=== What is needed ===
Reproduce exactly, from the data that follows, the line with "Query: parking line marking", the line with "Query: grass lawn", and every line that lies between them.

Start of Exercise input

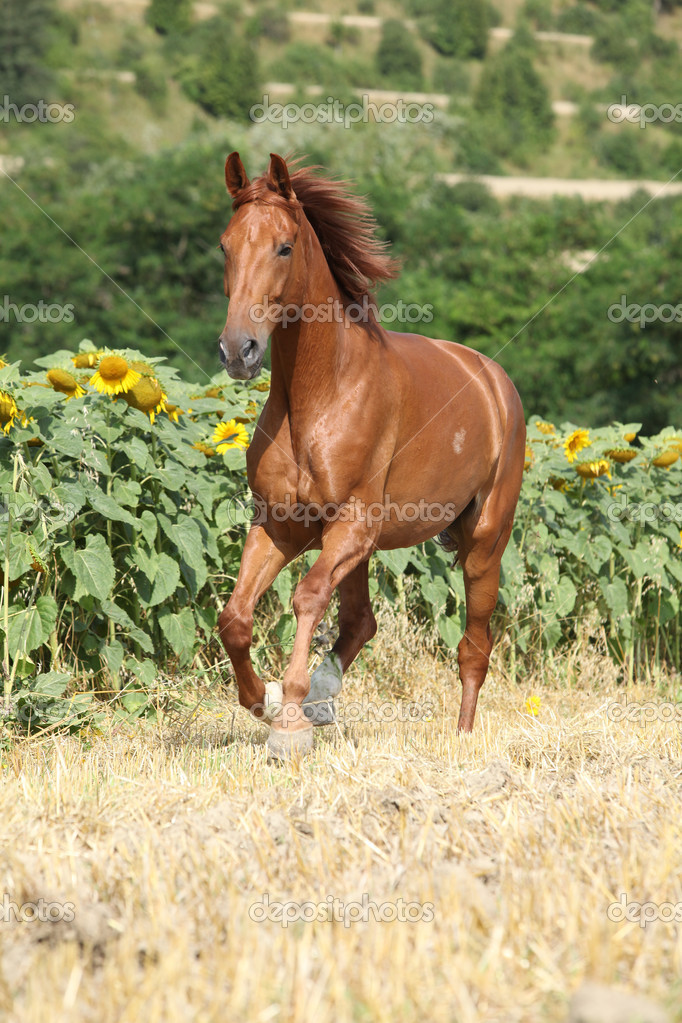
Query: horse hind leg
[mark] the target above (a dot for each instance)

End of Exercise input
Start of Exercise input

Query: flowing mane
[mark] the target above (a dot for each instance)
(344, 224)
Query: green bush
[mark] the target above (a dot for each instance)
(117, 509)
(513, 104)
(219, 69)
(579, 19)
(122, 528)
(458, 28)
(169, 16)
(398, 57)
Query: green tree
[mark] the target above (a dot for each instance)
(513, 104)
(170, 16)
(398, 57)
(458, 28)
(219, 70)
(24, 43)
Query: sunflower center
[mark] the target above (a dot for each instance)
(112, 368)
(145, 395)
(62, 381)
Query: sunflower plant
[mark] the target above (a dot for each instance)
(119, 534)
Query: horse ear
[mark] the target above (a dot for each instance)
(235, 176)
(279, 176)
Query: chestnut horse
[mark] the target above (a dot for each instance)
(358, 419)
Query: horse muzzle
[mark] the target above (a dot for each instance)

End of Exercise input
Start of Exercise input

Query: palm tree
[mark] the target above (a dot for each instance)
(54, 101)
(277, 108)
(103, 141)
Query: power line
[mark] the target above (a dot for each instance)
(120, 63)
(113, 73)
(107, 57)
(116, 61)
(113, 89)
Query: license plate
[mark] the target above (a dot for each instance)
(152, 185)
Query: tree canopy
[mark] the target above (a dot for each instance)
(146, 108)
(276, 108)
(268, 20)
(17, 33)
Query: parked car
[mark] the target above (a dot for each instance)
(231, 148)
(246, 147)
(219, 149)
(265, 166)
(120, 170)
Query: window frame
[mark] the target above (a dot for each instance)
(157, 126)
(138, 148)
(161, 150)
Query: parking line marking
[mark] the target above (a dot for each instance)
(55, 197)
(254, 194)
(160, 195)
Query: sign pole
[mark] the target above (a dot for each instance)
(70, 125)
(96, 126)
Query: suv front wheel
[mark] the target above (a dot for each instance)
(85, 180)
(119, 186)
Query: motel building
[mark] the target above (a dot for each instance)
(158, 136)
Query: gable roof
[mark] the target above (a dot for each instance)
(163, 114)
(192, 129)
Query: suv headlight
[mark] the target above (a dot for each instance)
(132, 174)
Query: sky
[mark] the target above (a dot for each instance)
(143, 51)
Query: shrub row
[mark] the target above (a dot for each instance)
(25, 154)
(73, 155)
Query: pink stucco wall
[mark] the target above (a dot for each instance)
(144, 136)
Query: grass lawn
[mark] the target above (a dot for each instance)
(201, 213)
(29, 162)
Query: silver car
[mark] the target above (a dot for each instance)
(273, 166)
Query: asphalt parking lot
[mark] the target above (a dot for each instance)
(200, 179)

End of Exercise input

=== Answer space ===
Query: parking line marking
[mark] the target above (a dot for each instance)
(55, 197)
(254, 194)
(160, 195)
Query: sign pole
[mark] the target above (a dot for each instance)
(70, 125)
(96, 126)
Query: suv front wheel
[mark] the target above (a dot for each instance)
(85, 180)
(119, 186)
Query: motel building
[mark] the target above (a dot for each instance)
(158, 136)
Query: gable roof
[mark] the target above (a dot for each instance)
(163, 114)
(192, 129)
Query: suv headlight
[mark] the target above (a dot for each instance)
(132, 174)
Query: sky
[mark] the target above (a dot for each instance)
(143, 51)
Query: shrub row
[mark] the target above (a dot for each instance)
(25, 154)
(73, 155)
Query: pink stucco wall
[mark] the target above (a dot for each instance)
(144, 136)
Query: grass lawn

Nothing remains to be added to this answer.